▶ STATED EXERCISE
Copy out the material below with every "pixel coordinates" changed to "image coordinates", and leave everything else as it is.

▶ INFORMATION SUPPLIED
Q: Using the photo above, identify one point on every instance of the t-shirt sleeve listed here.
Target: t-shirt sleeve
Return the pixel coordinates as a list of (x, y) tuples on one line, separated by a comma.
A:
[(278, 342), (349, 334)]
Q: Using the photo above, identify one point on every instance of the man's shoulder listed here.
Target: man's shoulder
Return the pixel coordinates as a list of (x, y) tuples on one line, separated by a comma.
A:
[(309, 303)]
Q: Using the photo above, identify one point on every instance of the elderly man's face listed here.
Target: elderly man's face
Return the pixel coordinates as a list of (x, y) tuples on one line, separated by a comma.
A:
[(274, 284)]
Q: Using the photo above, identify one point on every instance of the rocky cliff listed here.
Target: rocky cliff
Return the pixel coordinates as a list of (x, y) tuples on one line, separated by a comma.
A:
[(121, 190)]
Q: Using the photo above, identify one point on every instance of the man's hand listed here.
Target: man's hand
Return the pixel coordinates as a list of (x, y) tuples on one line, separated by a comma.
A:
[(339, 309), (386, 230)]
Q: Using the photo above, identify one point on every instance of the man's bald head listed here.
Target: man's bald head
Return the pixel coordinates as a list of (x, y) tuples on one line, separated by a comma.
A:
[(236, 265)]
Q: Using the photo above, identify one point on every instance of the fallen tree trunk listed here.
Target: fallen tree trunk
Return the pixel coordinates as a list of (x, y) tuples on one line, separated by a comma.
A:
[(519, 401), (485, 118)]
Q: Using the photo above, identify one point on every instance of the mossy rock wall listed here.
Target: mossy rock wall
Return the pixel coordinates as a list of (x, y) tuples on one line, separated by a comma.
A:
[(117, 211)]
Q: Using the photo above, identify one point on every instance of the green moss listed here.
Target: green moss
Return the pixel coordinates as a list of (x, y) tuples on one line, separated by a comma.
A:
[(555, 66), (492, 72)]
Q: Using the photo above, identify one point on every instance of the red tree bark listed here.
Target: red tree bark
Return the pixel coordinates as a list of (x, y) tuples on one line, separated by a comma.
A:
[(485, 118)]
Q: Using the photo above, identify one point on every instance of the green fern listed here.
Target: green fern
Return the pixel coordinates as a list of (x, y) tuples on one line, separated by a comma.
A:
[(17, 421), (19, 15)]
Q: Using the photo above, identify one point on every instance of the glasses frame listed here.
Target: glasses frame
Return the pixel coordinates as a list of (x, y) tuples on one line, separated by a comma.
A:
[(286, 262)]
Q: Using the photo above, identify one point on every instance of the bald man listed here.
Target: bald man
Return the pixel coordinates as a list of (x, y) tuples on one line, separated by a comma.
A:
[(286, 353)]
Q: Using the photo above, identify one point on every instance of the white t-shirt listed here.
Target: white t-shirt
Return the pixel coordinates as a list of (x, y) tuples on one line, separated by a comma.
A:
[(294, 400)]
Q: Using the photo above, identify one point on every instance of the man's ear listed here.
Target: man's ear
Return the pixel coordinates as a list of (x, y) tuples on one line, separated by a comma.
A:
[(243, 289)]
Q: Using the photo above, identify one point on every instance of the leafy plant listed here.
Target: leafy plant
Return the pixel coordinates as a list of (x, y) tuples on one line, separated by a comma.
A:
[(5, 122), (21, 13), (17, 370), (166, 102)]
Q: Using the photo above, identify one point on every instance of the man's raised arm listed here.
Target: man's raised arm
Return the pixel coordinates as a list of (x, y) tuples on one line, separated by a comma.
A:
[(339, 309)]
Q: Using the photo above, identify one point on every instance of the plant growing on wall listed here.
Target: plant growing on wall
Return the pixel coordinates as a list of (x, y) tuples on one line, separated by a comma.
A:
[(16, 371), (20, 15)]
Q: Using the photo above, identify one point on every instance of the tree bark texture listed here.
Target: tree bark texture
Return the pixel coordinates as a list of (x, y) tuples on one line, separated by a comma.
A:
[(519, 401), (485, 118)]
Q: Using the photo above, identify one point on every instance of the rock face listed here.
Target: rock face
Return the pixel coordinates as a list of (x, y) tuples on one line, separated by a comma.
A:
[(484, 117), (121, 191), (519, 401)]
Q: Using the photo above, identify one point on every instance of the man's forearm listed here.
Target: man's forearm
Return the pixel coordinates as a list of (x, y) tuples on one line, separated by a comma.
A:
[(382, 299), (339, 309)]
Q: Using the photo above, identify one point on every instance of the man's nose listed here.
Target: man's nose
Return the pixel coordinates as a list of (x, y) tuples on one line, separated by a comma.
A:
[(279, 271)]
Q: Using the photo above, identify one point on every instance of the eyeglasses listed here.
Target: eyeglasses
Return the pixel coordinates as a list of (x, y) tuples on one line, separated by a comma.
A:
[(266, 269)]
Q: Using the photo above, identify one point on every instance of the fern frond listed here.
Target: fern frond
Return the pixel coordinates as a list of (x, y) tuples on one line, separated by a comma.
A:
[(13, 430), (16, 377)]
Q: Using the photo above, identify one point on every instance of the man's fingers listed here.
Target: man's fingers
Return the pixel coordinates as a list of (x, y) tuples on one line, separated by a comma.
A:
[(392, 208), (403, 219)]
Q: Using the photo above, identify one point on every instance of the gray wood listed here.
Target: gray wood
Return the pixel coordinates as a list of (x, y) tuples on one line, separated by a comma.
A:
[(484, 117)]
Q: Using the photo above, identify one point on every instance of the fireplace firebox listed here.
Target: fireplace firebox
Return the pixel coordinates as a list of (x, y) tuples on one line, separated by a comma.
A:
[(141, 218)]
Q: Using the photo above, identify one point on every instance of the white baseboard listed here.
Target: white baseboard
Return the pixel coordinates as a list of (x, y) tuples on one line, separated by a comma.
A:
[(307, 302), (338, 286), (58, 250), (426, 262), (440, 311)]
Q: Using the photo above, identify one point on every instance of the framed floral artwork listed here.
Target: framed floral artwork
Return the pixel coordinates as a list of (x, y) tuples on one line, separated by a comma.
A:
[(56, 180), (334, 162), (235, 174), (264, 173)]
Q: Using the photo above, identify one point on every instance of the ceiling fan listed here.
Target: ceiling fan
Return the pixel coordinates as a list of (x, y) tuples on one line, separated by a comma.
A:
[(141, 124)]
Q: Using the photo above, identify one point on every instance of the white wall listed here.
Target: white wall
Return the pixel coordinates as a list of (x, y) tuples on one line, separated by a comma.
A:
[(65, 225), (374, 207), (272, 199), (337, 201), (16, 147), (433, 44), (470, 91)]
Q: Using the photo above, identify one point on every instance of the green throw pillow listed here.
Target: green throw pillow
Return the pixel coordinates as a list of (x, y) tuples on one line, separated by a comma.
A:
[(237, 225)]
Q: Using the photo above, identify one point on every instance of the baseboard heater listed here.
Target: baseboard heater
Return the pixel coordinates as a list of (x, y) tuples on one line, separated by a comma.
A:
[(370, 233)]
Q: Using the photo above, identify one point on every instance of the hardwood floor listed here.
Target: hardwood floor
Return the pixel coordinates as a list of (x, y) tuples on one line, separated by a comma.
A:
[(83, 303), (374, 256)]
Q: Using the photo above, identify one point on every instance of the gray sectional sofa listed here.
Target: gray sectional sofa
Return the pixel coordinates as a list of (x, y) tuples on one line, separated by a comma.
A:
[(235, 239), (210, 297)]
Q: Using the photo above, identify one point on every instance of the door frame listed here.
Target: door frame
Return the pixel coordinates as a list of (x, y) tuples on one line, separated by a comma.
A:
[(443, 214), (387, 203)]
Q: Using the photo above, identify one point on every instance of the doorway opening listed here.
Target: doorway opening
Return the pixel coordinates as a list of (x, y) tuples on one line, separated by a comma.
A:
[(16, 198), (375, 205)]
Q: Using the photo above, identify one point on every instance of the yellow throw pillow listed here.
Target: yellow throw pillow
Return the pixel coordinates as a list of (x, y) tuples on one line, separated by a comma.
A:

▶ EXERCISE OUTPUT
Q: Using the photo above, identify one point on every instance of the t-shirt sleeve listed here.
Target: t-shirt sleeve
Return the image coordinates as a list of (x, y) tuples on one line, separated by a comma.
A:
[(278, 342), (349, 334)]
Q: Using the photo above, identify one point on every instance of the man's shoulder listed here.
Target: man's shoulder
Return the image coordinates as a list of (x, y) tuples on one line, separated by a comma.
A:
[(309, 303)]
Q: Using the photo above, identify one point on every instance of the elderly man's face listed here.
Target: elderly man's face
Return the image coordinates as a list of (x, y) tuples on one line, separated by a comma.
A:
[(274, 284)]
Q: Using the photo above, identify one point on every instance of the rocky cliff listed here.
Target: rocky cliff
Return the image coordinates as a list of (x, y) tuples on one line, separated by a comma.
A:
[(121, 190)]
Q: Using the photo above, identify one point on every instance of the man's hand listed here.
Target: man's hand
Return the image coordinates as a list of (x, y) tuples on one line, separated by a comma.
A:
[(339, 309), (386, 230)]
Q: Using the photo above, identify one point on every instance of the man's bald head listed here.
Target: man's bald head
Return the image coordinates as a list of (x, y) tuples on one line, separated by a comma.
A:
[(236, 265)]
Q: Using the photo above, identify one point on every instance of the fallen tree trunk listed here.
Target: fallen tree trunk
Return the image coordinates as a list of (x, y) tuples on one line, separated by a comma.
A:
[(519, 401), (485, 118)]
Q: Using the photo above, identify one point on every instance of the mossy rock wall listed here.
Target: mossy rock wall
Return the image coordinates as a list of (x, y) tuples on one line, separated by a comma.
A:
[(117, 211)]
Q: Using the photo above, identify one point on every instance of the green moss listed here.
Target: green moss
Return the image coordinates as a list of (x, y) tuples on one line, separated by a comma.
A:
[(555, 66), (492, 72)]
Q: Using the photo above, identify one point on every instance of the red tree bark listed here.
Target: red tree bark
Return the image coordinates as a list of (x, y) tuples on one line, separated by a comma.
A:
[(485, 118)]
Q: Using the photo above, identify one point on every instance of the green fern listed here.
Target: green fern
Return the image coordinates as a list of (x, y) tuples on one line, separated by a comma.
A:
[(17, 421), (19, 15)]
Q: Using the photo above, identify one point on every instance of the glasses frame listed here.
Target: glasses frame
Return the image coordinates as a list of (x, y) tuples on one line, separated by a comma.
A:
[(286, 262)]
Q: Using the photo above, identify one point on every instance of the bald man listed here.
Target: bald man
Return the image coordinates as a list of (x, y) tuples on one line, separated by a comma.
A:
[(286, 353)]
Q: Using the photo above, identify one point on every instance of the white t-shirt listed here.
Target: white t-shirt
Return the image coordinates as a list of (x, y) tuples on one line, separated by a comma.
A:
[(294, 400)]
Q: Using the photo above, identify one point on every instance of the man's ear listed here.
Target: man's ear
Return the image coordinates as a list of (x, y) tuples on one line, separated by a comma.
A:
[(243, 289)]
Q: Using the photo above, identify one point on every instance of the leafy plant listed here.
Target: leafy plant
Return the image coordinates as a list of (x, y) tuples on one line, separated by a comma.
A:
[(5, 122), (21, 13), (17, 370), (166, 102)]
Q: Using the photo above, identify one point on every instance of the man's raised arm listed here.
Target: man's raised arm
Return the image coordinates as a list of (x, y) tuples on one line, separated by a comma.
A:
[(339, 309)]
Q: Using the photo above, identify one point on every instance of the plant growing on wall listed here.
Target: plant growing on wall
Return the image coordinates as a list of (x, y) tuples on one line, separated by a comma.
A:
[(16, 371), (20, 15)]
Q: Using the photo above, identify one point on every instance of the tree bark texture listed here.
Target: tree bark texture
Return the image coordinates as a list of (x, y) tuples on one line, separated by a comma.
A:
[(519, 401), (485, 118)]
Q: Using the photo above, identify one point on every instance of the rock face listed here.
Target: rock face
Return the image coordinates as a list of (x, y) tuples on one line, separated by a comma.
A:
[(484, 117), (121, 191), (519, 401)]
Q: Using the photo above, identify one point on every instance of the man's forearm listed here.
Target: man's forearm
Return the image coordinates as a list of (x, y) tuples on one line, separated by a comma.
A:
[(382, 299), (339, 309)]
Q: Using the photo above, identify one point on every instance of the man's nose listed here.
Target: man's nose
Return the image coordinates as a list of (x, y) tuples on one line, separated by a comma.
A:
[(279, 271)]
Q: Using the photo above, identify one point on every instance of the eyeglasses listed here.
Target: eyeglasses
Return the image coordinates as a list of (x, y) tuples on one line, separated by a comma.
A:
[(266, 269)]
Q: Using the photo above, identify one point on every instance of the fern frond listed here.
Target: fern frond
Return the image coordinates as a list of (x, y) tuples on one line, separated by a comma.
A:
[(13, 430), (16, 377)]
Q: Using the photo above, identify one point on every instance of the man's fingers listed here.
Target: man's fingers
Return the image coordinates as a list of (x, y) tuples on one line, separated by a comma.
A:
[(392, 208), (403, 219)]
Q: Using the photo above, identify one point on every instance of the gray wood listed here.
Target: gray wood
Return the image coordinates as a list of (x, y) tuples on one line, separated by a comma.
A:
[(484, 117)]
Q: Using the photo above, identify one point on every instance of the fireplace firebox listed here.
Target: fireplace firebox
Return the image coordinates as a list of (x, y) tuples on one line, separated by a comma.
A:
[(141, 218)]
Q: Using the photo above, identify one point on every instance of the white baseboard listed here.
Target: white baseboard
Return the image coordinates as a list of (x, y) tuples on one line, separated by a comma.
A:
[(307, 302), (338, 286), (58, 250), (426, 262), (440, 311)]
Q: Using the photo above, identify one point on every instance of the framed floral artwork listed here.
Target: framed floral artwork
Return the image coordinates as a list of (x, y) tuples on one line, separated by a comma.
A:
[(56, 180), (334, 162), (235, 174), (264, 173)]
Q: Using the photo above, identify one point on every instance of the ceiling fan listed here.
Target: ceiling fan
Return the image coordinates as a list of (x, y) tuples on one line, separated by a comma.
A:
[(141, 124)]
Q: Using the photo above, identify one point on every instance of the white wall listed here.
Target: white wall
Return the image coordinates as a list of (x, y) tuples on one line, separated by a comma.
A:
[(65, 225), (374, 207), (272, 199), (337, 201), (16, 147), (433, 44), (470, 91)]
Q: Using the photo above, identify one point on every instance of the green throw pillow listed here.
Target: green throw pillow
Return the image coordinates as a list of (x, y) tuples on one line, separated by a comma.
A:
[(237, 225)]
Q: Using the photo above, identify one point on every instance of the baseboard heater listed here.
Target: baseboard heater
Return the image coordinates as a list of (x, y) tuples on one line, separated by a comma.
A:
[(370, 233)]
Q: Using the photo above, identify one point on every instance of the hardwood floor listed here.
Target: hardwood floor
Return the image coordinates as a list of (x, y) tuples on one line, separated by a comma.
A:
[(83, 303), (374, 256)]
Q: Using the photo above, identify one point on every instance of the gray sectional sofa listed here.
Target: gray sectional sofa
Return the image coordinates as a list of (x, y) tuples on one line, separated by a comma.
A:
[(235, 239), (210, 297)]
Q: Using the photo above, identify one point on every instance of the door frame listed here.
Target: door frame
Return the image coordinates as a list of (x, y) tuples on one line, separated by a comma.
A:
[(443, 214), (387, 203)]
Q: Using the photo above, identify one point on every instance of the doorway opening listed here.
Target: doorway opening
Return the image coordinates as a list of (x, y) tuples on one line, separated by a comma.
A:
[(16, 198), (375, 205)]
Q: Using the photo above, identify one point on every instance of the yellow throw pillow listed here.
Target: yellow throw pillow
Return the image coordinates as a list of (x, y) tuples on one line, separated by a comma.
A:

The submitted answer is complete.